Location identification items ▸
=-=-=

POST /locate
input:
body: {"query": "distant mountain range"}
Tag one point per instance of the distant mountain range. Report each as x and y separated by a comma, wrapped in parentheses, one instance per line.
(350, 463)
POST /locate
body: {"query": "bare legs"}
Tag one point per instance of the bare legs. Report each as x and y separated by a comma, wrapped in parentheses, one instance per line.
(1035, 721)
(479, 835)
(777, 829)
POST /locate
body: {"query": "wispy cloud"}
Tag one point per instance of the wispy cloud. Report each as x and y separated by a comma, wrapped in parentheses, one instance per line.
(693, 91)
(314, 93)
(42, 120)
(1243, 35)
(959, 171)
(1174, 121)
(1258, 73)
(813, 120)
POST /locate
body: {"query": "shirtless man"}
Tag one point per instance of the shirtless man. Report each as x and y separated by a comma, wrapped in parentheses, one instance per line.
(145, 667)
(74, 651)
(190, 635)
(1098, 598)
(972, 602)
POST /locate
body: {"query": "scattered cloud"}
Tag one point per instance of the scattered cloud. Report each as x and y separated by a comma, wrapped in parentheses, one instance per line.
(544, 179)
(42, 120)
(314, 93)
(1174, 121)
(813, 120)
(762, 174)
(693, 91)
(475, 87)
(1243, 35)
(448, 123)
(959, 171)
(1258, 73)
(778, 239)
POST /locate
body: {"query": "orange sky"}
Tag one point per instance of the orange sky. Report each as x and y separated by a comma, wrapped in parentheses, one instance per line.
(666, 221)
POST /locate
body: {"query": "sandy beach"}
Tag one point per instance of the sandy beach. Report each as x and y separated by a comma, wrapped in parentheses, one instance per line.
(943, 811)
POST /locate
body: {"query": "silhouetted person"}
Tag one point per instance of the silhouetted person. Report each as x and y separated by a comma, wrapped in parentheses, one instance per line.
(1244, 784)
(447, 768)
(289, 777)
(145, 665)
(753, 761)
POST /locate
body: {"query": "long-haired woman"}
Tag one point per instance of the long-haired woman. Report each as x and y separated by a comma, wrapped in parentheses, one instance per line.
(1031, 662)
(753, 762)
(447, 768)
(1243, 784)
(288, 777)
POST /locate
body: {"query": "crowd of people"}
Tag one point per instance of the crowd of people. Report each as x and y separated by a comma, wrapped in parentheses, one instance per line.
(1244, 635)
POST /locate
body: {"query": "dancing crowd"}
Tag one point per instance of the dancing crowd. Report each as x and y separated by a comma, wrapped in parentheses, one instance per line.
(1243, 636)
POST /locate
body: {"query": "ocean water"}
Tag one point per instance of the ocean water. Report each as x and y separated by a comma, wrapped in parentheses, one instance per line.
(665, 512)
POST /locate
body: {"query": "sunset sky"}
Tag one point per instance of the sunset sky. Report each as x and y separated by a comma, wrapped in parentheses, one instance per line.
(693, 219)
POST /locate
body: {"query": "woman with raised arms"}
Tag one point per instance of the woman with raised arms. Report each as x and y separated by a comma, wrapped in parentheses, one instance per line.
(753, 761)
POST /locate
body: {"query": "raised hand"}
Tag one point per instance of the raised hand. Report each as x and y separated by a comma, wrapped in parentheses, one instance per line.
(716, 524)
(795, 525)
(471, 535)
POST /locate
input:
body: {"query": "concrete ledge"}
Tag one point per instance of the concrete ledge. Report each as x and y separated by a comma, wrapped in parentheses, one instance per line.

=-=-=

STATED EXERCISE ▸ Copy every record above exactly as it appears.

SOLUTION TO THIS TASK ▸
POST /locate
input:
body: {"query": "distant mountain range"}
Tag one point per instance of the distant mountain range. Report each as x and y separated by a comma, wrapped in parentheses, one instance per line.
(350, 463)
POST /locate
body: {"query": "bare legs"}
Tag one point per instance of the bare legs. Report each as x and y separated by a comma, wrapped in parentheses, one instance per line.
(1035, 721)
(479, 835)
(777, 829)
POST /locate
body: {"query": "wispy cloud"}
Tag one point per instance of the wispy cloud. Report each as x and y separated by a comma, wrapped in parentheses, one instance per line.
(693, 91)
(314, 93)
(42, 120)
(1243, 35)
(959, 171)
(1174, 121)
(1258, 73)
(813, 120)
POST /locate
body: {"query": "shirtless man"}
Tag one point per instance of the shirtless man. Report each as x and y separated by a comma, wrapped in parentheses, one instance per line.
(145, 667)
(74, 651)
(190, 635)
(1098, 598)
(972, 602)
POST /locate
body: {"query": "scattered cloud"}
Tag one point per instance of the scattered cloud. Report each as x and y separated by a comma, wrapped in parentheses, one instance per line.
(544, 179)
(42, 120)
(314, 93)
(1174, 121)
(813, 120)
(762, 174)
(693, 91)
(475, 87)
(1243, 35)
(448, 123)
(959, 171)
(1258, 73)
(778, 239)
POST /locate
body: {"query": "orange sky"}
Tag one point per instance of the orange sky. Report each as x and y separated by a comma, wrapped in parentheses, one instance per line.
(666, 221)
POST /locate
body: {"query": "sandy beach"}
Tag one point per instance of the sandy beach. Report each as x and y separated by a comma, wrapped in parentheses, one instance per line.
(943, 811)
POST /locate
body: {"query": "silhouetted person"}
Tag one point per instance of the silhouetted person. Report each as x and y separated by a comma, wrapped in parentheses, one instance per line.
(1244, 784)
(447, 768)
(289, 777)
(145, 665)
(753, 761)
POST /locate
body: {"query": "long-haired woman"}
Tag one point per instance of the long-haired woman. Report each as x and y separated by a comma, wrapped in parentheses, one instance per line.
(1031, 662)
(753, 762)
(447, 768)
(1243, 784)
(288, 777)
POST /locate
body: {"query": "crowd of people"}
Tag one point per instance of the crowd of people. Report each as x and y separated by a comma, wrapped in parentheses, one instance per line.
(1244, 635)
POST /locate
body: {"query": "dancing crowd"}
Tag one point per instance of the dancing crowd. Report each as x and y separated by a comma, wrapped in parentheses, one instance per line.
(1243, 636)
POST /locate
body: {"query": "ocean water"}
Tag one point per instance of the ocean water. Report each as x and y separated by a comma, wrapped in parentheses, one instance per line.
(665, 512)
POST /locate
body: {"query": "sunset sky"}
Tag one point per instance of the sunset sky. Report each as x and y separated by a comma, wrapped in parentheses, one instance per line.
(693, 219)
POST /locate
body: {"query": "woman with raised arms"}
Tag one point per instance of the woman with raised arms. Report each as x and y separated by a comma, wrapped in parentheses, one instance per line.
(753, 761)
POST /locate
body: {"query": "raised hand"}
Tag one point per instance of the raised hand. Report each as x and y separated by a comma, wrapped in parentheses, one instance per line.
(716, 524)
(795, 525)
(471, 535)
POST /locate
input:
body: {"query": "concrete ledge"}
Tag one point per instance of the concrete ledge. Report each as x and y separated by a comma, wrapped in parentheses, one instance per line.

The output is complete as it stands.